[Begin SUPPLIED TEXT]

Eulogy · Apr 28, 2015

EMC, Hitachi and NetApp.
I would absolutely not run production systems on solutions with limited support. When something dies in the middle of the night, or a firmware wipes the array... I want someone to call.

Thuleman · Apr 28, 2015

EMC VMAX (with VPLEX) and Isilon at the HQ, VNXe at branch locations.

Not all "production" is created equal. It all has to make sense for its intended use. At my old job we ran a lot of JetStor arrays because that worked just fine and we mitigated the risk of JetStor providing a support model that's different from EMC.

If it's a small business then you may get away with "free" if you control the risk by having appropriate backups and a Plan B when things go south. The question is always "how much money will be lost when the storage is down?"

Personally I would protect myself by either buying a solution that has commercial support, or use a managed services vendor, or contract with some local company that will be able to provide support on a "pay as you go" basis should things go south.

[End SUPPLIED TEXT]
[Begin DATA EXCERPTS]

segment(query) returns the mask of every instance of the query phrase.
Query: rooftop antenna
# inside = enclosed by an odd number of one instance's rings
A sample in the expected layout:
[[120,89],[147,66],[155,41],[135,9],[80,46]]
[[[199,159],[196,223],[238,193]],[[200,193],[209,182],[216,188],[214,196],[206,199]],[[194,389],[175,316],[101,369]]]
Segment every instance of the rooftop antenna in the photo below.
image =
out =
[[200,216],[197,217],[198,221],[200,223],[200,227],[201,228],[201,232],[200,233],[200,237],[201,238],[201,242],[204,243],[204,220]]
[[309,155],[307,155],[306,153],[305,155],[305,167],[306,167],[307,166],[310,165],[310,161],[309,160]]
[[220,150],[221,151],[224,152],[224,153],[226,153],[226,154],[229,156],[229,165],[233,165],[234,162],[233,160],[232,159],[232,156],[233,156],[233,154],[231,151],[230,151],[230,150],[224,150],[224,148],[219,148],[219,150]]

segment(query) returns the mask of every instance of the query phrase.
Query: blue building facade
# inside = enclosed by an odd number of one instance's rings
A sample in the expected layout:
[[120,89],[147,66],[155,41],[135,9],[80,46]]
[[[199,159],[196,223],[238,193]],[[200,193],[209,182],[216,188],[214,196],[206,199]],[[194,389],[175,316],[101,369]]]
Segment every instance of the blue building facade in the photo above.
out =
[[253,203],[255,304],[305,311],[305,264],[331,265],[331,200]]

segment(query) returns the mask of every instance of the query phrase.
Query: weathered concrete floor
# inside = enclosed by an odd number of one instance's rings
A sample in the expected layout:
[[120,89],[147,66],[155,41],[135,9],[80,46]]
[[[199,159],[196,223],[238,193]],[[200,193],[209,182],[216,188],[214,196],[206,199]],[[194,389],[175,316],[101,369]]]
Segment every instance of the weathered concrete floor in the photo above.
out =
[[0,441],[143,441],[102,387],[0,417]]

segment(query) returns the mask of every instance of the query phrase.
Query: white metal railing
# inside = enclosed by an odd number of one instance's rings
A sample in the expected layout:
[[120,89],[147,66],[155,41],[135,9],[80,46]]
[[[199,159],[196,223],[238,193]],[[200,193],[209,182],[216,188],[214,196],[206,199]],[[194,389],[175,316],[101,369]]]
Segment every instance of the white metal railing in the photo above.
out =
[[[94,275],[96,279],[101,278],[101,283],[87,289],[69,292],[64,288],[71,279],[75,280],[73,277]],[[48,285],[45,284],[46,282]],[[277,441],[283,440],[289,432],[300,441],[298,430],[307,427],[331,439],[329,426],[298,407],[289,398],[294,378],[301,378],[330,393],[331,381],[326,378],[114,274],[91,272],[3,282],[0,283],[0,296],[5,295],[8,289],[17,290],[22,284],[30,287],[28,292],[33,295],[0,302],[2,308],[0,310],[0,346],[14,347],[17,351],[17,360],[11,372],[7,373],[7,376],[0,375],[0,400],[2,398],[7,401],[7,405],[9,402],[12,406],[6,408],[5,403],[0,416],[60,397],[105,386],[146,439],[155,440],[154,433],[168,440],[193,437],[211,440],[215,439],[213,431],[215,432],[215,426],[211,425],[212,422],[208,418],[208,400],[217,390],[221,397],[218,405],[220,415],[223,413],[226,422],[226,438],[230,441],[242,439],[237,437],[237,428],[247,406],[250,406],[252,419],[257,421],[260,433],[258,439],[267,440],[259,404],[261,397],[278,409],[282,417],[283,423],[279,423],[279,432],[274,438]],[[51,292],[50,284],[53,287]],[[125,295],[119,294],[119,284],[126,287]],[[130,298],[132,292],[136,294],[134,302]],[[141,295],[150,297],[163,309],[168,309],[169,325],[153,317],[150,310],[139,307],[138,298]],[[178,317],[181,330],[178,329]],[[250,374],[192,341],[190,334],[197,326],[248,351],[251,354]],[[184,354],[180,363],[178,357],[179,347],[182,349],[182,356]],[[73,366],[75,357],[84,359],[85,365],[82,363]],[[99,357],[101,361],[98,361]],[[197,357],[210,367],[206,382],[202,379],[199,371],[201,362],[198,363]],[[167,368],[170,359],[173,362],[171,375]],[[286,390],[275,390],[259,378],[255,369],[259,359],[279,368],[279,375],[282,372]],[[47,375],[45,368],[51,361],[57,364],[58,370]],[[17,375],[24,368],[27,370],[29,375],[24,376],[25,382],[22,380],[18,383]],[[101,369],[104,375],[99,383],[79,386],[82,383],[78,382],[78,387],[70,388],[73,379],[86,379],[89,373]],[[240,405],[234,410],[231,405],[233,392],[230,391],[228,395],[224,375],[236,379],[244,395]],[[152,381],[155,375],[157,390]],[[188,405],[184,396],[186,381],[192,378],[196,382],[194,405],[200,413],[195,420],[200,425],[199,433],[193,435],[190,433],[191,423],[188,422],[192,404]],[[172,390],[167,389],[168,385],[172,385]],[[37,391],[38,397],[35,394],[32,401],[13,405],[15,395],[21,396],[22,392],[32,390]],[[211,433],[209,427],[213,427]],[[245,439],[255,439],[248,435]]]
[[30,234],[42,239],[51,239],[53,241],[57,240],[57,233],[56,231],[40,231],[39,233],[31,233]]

[End DATA EXCERPTS]

**TASK LIST:**
- 1) From the storage forum thread, extract the passage from "I would absolutely" up to and including "someone to call.".
- 2) Write the next part of the forum thread on storage vendors and support, picking up after its final post.

**ANSWER SET:**
- 1)
I would absolutely not run production systems on solutions with limited support. When something dies in the middle of the night, or a firmware wipes the array... I want someone to call.

- 2)
Commercial use without some level of support is most certainly going to end in a resume-generating event.

KapsZ28 · Apr 28, 2015

Tintri!

lopoetve · Apr 28, 2015

Tintri!

But in all honesty, if you asked me to build a "perfect" datacenter:

Tintri (VMs)
Nimble (anything physical / old fashioned clustering)
Tegile (ZFS for file shares).

There is no way on God's green earth, or any other planet, that I'm putting a solution of ANY kind into production that doesn't have real support behind it, and an enterprise solution at that. I KNOW what happens from the vendor side when something goes wrong fundamentally with those, and I also know precisely what happens when something fundamentally goes wrong with an "enterprise solution."

It has nothing to do with there not being a chance for a critical error wiping everything out on an enterprise solution - it's what those enterprise companies (be them EMC, Nimble, Tintri, or any other) can bring to bear, and force the OTHER vendors to bring to bear, in order to solve the problem, that makes a difference. Same reason that I will be hesitant to roll white box builds into critical production, even though they're built on great boards - just watch how fast and how many engineers Dell or HP can bring to bear on a problem with an Intel or AMD chip vs how many your individual manufacturer can, and what kind of resources (and ATTENTION) they can cause. It's a different world between the two; billions of dollars of difference, to be precise.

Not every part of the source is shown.